[Region annotation entries]

'''

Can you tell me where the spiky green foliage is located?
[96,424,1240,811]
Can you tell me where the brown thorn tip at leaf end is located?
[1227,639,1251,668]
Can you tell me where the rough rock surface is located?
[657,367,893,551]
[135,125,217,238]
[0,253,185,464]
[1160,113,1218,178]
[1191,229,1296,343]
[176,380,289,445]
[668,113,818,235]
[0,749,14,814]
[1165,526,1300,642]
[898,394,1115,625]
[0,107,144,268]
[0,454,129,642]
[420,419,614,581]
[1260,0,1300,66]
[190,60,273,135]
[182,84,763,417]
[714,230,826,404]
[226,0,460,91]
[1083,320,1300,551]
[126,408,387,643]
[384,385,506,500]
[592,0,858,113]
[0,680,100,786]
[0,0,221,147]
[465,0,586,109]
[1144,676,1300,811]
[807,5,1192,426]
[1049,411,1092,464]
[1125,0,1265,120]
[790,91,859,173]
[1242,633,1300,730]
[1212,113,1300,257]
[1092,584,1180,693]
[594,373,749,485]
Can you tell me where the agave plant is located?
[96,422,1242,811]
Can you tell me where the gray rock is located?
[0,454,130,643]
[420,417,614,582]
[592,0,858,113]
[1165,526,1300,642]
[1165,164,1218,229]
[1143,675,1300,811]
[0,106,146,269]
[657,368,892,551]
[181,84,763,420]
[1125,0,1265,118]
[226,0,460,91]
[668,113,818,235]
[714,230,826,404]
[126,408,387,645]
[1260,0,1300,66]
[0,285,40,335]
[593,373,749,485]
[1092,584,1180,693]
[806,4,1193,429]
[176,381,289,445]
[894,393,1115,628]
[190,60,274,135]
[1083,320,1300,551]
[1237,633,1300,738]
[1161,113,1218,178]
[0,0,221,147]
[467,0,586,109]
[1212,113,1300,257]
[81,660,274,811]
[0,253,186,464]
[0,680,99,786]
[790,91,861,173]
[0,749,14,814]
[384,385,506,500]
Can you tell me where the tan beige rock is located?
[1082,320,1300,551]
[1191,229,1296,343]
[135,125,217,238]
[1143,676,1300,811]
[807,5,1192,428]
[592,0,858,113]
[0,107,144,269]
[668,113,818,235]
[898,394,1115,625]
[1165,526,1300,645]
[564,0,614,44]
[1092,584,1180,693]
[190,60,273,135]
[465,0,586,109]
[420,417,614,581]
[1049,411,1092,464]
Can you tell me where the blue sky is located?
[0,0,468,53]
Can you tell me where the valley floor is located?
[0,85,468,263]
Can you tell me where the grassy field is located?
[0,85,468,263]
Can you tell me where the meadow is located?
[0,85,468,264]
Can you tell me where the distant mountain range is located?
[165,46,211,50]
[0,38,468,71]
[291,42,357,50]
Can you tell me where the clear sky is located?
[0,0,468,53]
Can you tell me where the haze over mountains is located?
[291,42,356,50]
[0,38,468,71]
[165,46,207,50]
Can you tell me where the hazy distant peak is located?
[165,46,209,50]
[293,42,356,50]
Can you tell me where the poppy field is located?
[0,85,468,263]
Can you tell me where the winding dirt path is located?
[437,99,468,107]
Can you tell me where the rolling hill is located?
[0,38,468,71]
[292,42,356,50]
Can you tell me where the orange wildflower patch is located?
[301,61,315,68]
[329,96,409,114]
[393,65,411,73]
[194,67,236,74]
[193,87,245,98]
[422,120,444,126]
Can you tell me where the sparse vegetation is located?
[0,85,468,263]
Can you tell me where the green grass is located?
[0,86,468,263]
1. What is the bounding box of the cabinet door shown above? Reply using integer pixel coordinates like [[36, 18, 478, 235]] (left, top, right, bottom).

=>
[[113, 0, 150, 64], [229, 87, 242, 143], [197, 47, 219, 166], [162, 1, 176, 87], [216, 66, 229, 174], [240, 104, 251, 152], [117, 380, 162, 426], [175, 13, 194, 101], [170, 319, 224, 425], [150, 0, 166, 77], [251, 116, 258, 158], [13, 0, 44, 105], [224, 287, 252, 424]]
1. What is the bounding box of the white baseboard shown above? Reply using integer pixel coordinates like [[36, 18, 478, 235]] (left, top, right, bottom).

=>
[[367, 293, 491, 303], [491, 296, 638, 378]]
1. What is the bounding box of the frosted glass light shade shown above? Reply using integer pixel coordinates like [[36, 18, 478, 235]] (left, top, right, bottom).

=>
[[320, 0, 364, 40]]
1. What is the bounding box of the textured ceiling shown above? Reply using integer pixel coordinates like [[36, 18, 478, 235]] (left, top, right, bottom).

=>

'''

**Short exercise**
Reproduce every item above character for character.

**Solution for this exercise**
Can you tell me where the spiky green foliage is located?
[96,424,1240,811]
Can you tell me where the brown thorn tip at leaf end is located?
[1227,639,1251,668]
Can you tell me where the rough rock surface is located?
[657,367,893,551]
[135,125,217,238]
[0,253,185,464]
[1160,113,1218,178]
[1191,229,1296,343]
[176,380,289,445]
[668,113,818,235]
[0,749,14,814]
[1165,526,1300,642]
[898,394,1115,625]
[0,107,144,268]
[0,454,129,642]
[420,419,614,581]
[1260,0,1300,66]
[190,60,273,135]
[182,84,763,417]
[714,230,826,404]
[226,0,460,91]
[1083,320,1300,551]
[126,408,387,643]
[384,385,506,500]
[592,0,858,113]
[0,680,100,786]
[0,0,221,147]
[465,0,586,109]
[1144,676,1300,811]
[807,5,1192,426]
[1049,411,1092,464]
[1125,0,1265,120]
[790,91,859,173]
[1242,633,1300,730]
[1212,113,1300,257]
[1092,584,1180,693]
[594,373,749,485]
Can you tell me where the agave plant is located?
[96,422,1242,811]
Can you tell me where the gray rock is located?
[0,454,130,643]
[420,417,614,582]
[592,0,858,113]
[1165,526,1300,642]
[1165,164,1218,229]
[1143,675,1300,811]
[0,106,146,269]
[657,368,892,551]
[181,84,763,420]
[1125,0,1265,118]
[226,0,460,91]
[668,113,818,235]
[714,230,826,404]
[126,408,387,645]
[1260,0,1300,66]
[0,285,40,335]
[593,373,749,485]
[1092,584,1180,693]
[806,4,1193,429]
[176,381,289,445]
[894,393,1115,628]
[190,60,274,135]
[1083,320,1300,551]
[1237,633,1300,738]
[1161,113,1218,178]
[0,0,221,147]
[467,0,586,109]
[1212,113,1300,257]
[81,660,274,811]
[0,253,186,464]
[0,680,99,786]
[790,91,861,173]
[0,749,14,814]
[384,385,506,500]
Can you tell me where the tan beige rock is located?
[1082,320,1300,551]
[1191,229,1296,343]
[135,125,217,238]
[1143,676,1300,811]
[807,5,1192,428]
[592,0,858,113]
[0,107,144,269]
[668,113,818,235]
[898,394,1115,625]
[1165,526,1300,645]
[564,0,614,44]
[1092,584,1180,693]
[190,60,273,135]
[465,0,586,109]
[420,417,614,581]
[1049,411,1092,464]
Can you tell me where the blue sky is located?
[0,0,468,53]
Can you tell me where the valley floor is located?
[0,85,468,263]
Can you tell me where the grassy field is located?
[0,85,468,263]
Can you tell me where the meadow is located?
[0,85,468,264]
Can you tell me where the distant mountain range is located?
[165,46,211,50]
[0,38,468,71]
[291,42,357,50]
Can you tell me where the clear sky is located?
[0,0,468,53]
Can you tell me where the haze over mountains is located?
[291,42,356,50]
[0,38,468,71]
[165,46,207,50]
Can you tell me where the hazy distant peak is located?
[165,46,209,50]
[293,42,356,50]
Can you tell me where the poppy field is located?
[0,85,468,263]
Can you tell me where the winding dirt path is located?
[437,99,468,107]
Can you tell me where the rolling hill is located?
[0,38,468,71]
[292,42,356,50]
Can you tell me where the orange wildflower patch is located?
[301,61,315,68]
[329,96,409,114]
[393,65,411,73]
[194,67,236,74]
[193,87,245,98]
[422,120,444,126]
Can you tell me where the sparse vegetation is located?
[0,85,468,263]
Can you tell me where the green grass is located?
[0,86,468,263]
1. What is the bounding box of the cabinet door shown above? Reply using integer pixel coordinates like [[36, 18, 478, 235]] (left, top, right, bottom).

=>
[[113, 0, 150, 64], [229, 87, 242, 143], [197, 47, 219, 166], [162, 1, 176, 87], [216, 66, 229, 174], [240, 104, 251, 152], [117, 380, 162, 426], [175, 13, 194, 101], [170, 319, 224, 425], [150, 0, 166, 77], [251, 116, 258, 158], [13, 0, 44, 105], [224, 287, 252, 424]]
1. What is the bounding box of the white baseboard shown above? Reply using integer pixel coordinates like [[36, 18, 478, 235]] (left, top, right, bottom).

=>
[[367, 293, 491, 303], [491, 296, 638, 378]]
1. What is the bounding box of the frosted glass light shade shown above? Reply using integer pixel coordinates like [[36, 18, 478, 235]] (left, top, right, bottom).

=>
[[320, 0, 364, 40]]
1. What is the bounding box of the textured ceiling shown above? Reply using integer pixel coordinates like [[36, 18, 478, 235]] (left, top, right, bottom).

=>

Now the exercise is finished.